* **To do**
Using the summary of the matrix-permanent paper, mark each statement yes or no and quote the words from the summary that decide it: (a) the library is distributed as a Rust crate; (b) Ryser's algorithm performs best on near-square matrices; (c) the benchmarks were run on an Apple M1 Pro and an Intel Xeon.

Optimizing and benchmarking the computation of the permanent of general matrices
Cassandra Masschelein, Michelle Richer, Paul W. Ayers
TL;DR
The paper addresses the challenge of computing the permanent for general (including rectangular) matrices by introducing matrix-permanent, an open-source library that implements the fastest known exact algorithms—combinatoric (naïve), Ryser, and Glynn—and automatically switches among them based on input shape and characteristics. It extends Glynn’s formula to rectangular matrices, documents a robust automatic tuning workflow (including SVM-based boundaries) to dispatch the optimal algorithm, and provides a header-only C++ library plus a Python extension for easy integration. Comprehensive benchmarks on diverse hardware (Apple M1 Pro and Intel Xeon) and matrix classes (random binary and real, identity, ones, and Cauchy) demonstrate that the naïve combinatorial method becomes infeasible quickly, while Ryser excels for rectangular cases and Glynn dominates near-square cases, with precision analyses highlighting stability limits and overflow risks. The work delivers a practical, adaptable tool for researchers across graph theory, quantum many-body physics, and probabilistic point processes, and it is integrated with PyCI for applications in quantum simulations. Overall, matrix-permanent fills a critical gap by providing an efficient, tunable, open-source solution for exact permanent computation across matrix shapes, with broad implications for computational mathematics and physics.

* **Given entries**
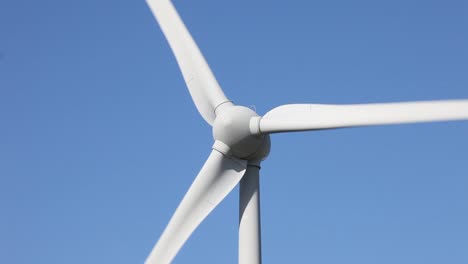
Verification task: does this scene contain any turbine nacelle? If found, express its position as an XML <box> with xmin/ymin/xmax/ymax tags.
<box><xmin>213</xmin><ymin>104</ymin><xmax>270</xmax><ymax>161</ymax></box>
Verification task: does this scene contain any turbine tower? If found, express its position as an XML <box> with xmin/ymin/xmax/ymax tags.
<box><xmin>146</xmin><ymin>0</ymin><xmax>468</xmax><ymax>264</ymax></box>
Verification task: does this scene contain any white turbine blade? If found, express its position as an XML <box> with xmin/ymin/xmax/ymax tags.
<box><xmin>251</xmin><ymin>100</ymin><xmax>468</xmax><ymax>134</ymax></box>
<box><xmin>147</xmin><ymin>0</ymin><xmax>229</xmax><ymax>125</ymax></box>
<box><xmin>145</xmin><ymin>146</ymin><xmax>247</xmax><ymax>264</ymax></box>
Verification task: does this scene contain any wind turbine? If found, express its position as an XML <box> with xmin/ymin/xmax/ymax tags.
<box><xmin>146</xmin><ymin>0</ymin><xmax>468</xmax><ymax>264</ymax></box>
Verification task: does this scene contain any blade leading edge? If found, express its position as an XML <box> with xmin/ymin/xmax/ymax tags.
<box><xmin>145</xmin><ymin>149</ymin><xmax>247</xmax><ymax>264</ymax></box>
<box><xmin>146</xmin><ymin>0</ymin><xmax>230</xmax><ymax>125</ymax></box>
<box><xmin>258</xmin><ymin>100</ymin><xmax>468</xmax><ymax>134</ymax></box>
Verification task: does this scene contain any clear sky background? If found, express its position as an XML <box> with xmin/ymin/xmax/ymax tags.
<box><xmin>0</xmin><ymin>0</ymin><xmax>468</xmax><ymax>264</ymax></box>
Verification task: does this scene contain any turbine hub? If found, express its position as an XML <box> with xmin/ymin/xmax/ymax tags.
<box><xmin>213</xmin><ymin>105</ymin><xmax>270</xmax><ymax>160</ymax></box>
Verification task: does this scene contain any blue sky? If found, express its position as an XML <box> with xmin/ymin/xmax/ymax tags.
<box><xmin>0</xmin><ymin>0</ymin><xmax>468</xmax><ymax>264</ymax></box>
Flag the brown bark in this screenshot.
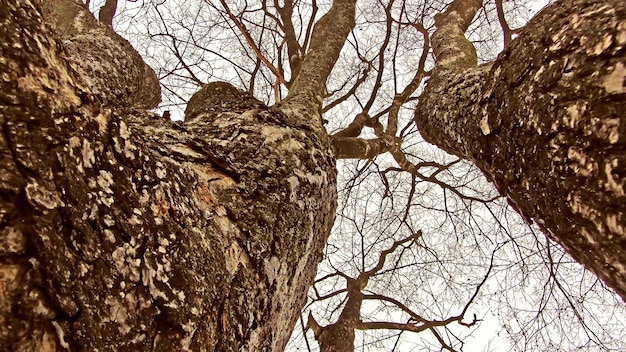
[415,0,626,299]
[0,0,336,351]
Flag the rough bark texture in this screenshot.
[0,0,336,351]
[415,0,626,298]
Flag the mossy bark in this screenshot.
[0,0,336,351]
[415,0,626,299]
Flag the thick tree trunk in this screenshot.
[0,0,336,351]
[415,0,626,299]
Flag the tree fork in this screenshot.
[0,0,336,351]
[415,0,626,299]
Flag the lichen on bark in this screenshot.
[0,1,336,351]
[415,0,626,298]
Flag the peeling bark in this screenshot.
[0,0,336,351]
[415,0,626,299]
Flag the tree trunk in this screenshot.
[415,0,626,299]
[0,0,336,351]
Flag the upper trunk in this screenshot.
[415,0,626,298]
[0,0,336,351]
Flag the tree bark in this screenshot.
[0,0,336,351]
[415,0,626,299]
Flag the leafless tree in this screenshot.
[0,0,626,350]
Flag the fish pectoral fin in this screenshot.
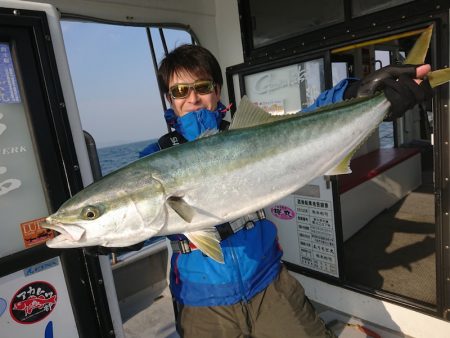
[427,68,450,88]
[325,151,355,176]
[166,196,195,223]
[183,230,224,264]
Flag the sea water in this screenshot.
[97,140,156,176]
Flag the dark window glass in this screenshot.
[250,0,344,48]
[352,0,414,17]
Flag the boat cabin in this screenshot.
[0,0,450,338]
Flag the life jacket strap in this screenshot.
[170,209,266,254]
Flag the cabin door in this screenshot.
[0,8,114,338]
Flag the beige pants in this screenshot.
[178,267,335,338]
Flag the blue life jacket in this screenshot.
[140,80,348,306]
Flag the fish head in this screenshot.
[41,174,167,248]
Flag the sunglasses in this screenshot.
[169,80,215,99]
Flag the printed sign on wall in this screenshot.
[266,177,339,277]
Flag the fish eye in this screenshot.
[81,205,100,221]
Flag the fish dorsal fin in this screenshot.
[403,25,433,65]
[183,229,224,264]
[229,95,293,129]
[166,196,195,223]
[197,129,219,139]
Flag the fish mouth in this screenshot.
[40,220,86,248]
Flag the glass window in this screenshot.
[352,0,414,17]
[61,21,191,175]
[245,59,325,114]
[0,42,53,257]
[249,0,344,48]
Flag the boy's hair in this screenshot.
[158,45,223,94]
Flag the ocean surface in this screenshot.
[97,122,394,175]
[97,140,156,176]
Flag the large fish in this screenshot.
[42,25,448,262]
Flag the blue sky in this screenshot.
[62,21,190,147]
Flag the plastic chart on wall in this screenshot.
[0,257,78,338]
[265,177,339,277]
[0,43,53,257]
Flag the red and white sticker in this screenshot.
[9,281,57,324]
[20,217,55,248]
[270,205,295,220]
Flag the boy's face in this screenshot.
[167,72,220,116]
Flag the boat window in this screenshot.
[244,58,325,115]
[61,20,192,175]
[249,0,344,48]
[352,0,414,17]
[0,41,53,258]
[333,31,437,307]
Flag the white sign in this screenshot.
[265,177,339,277]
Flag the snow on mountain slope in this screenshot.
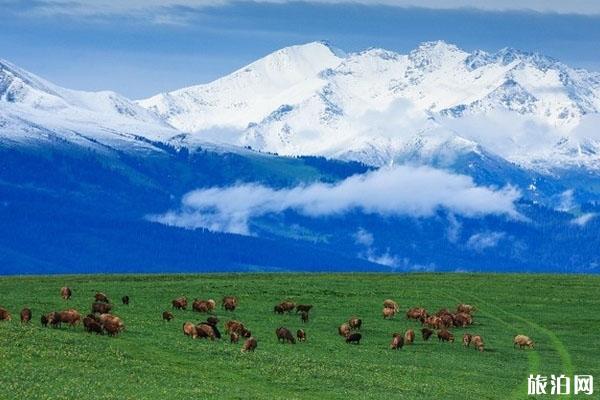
[139,42,342,132]
[0,60,177,147]
[138,41,600,169]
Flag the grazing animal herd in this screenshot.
[0,287,534,358]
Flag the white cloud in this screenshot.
[571,213,598,226]
[149,166,521,234]
[354,228,375,247]
[467,232,506,251]
[17,0,600,16]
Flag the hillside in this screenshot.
[0,274,600,399]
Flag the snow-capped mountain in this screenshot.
[0,60,177,152]
[138,41,600,169]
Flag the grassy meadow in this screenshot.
[0,274,600,400]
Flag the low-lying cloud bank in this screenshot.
[148,166,520,235]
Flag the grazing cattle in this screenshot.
[242,337,257,353]
[171,297,187,310]
[60,286,73,300]
[300,311,308,322]
[83,316,102,335]
[58,308,81,326]
[296,329,306,342]
[94,292,110,303]
[338,323,350,337]
[296,304,312,313]
[456,304,475,314]
[182,322,198,339]
[463,333,473,347]
[221,296,238,311]
[383,299,400,313]
[382,307,396,319]
[346,333,362,344]
[163,311,175,322]
[102,314,125,336]
[390,333,404,350]
[453,312,473,328]
[406,307,429,320]
[423,315,443,329]
[92,303,112,314]
[196,323,216,340]
[275,326,296,344]
[471,335,484,352]
[192,299,210,313]
[404,329,415,344]
[438,329,454,343]
[21,308,31,324]
[513,335,534,349]
[348,317,362,329]
[0,307,12,321]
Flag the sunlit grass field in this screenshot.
[0,274,600,399]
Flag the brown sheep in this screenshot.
[390,333,404,350]
[456,304,475,314]
[92,303,112,314]
[171,296,187,310]
[163,311,175,322]
[421,328,433,341]
[60,286,73,300]
[296,304,312,313]
[463,333,473,347]
[404,329,415,344]
[102,315,125,336]
[242,337,257,353]
[58,308,81,326]
[346,333,362,344]
[406,307,429,320]
[513,335,534,349]
[471,335,484,352]
[296,329,306,342]
[438,329,454,343]
[196,323,216,340]
[300,311,308,323]
[83,316,102,335]
[275,326,296,344]
[182,322,198,339]
[21,308,31,324]
[338,323,350,337]
[221,296,238,311]
[94,292,110,303]
[383,299,400,314]
[0,307,12,321]
[382,307,396,319]
[348,317,362,329]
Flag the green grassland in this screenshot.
[0,274,600,399]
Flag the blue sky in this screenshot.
[0,0,600,98]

* **Expected output**
(a) No: "provides a header-only C++ library plus a Python extension"
(b) No: "Ryser excels for rectangular cases and Glynn dominates near-square cases"
(c) Yes: "diverse hardware (Apple M1 Pro and Intel Xeon)"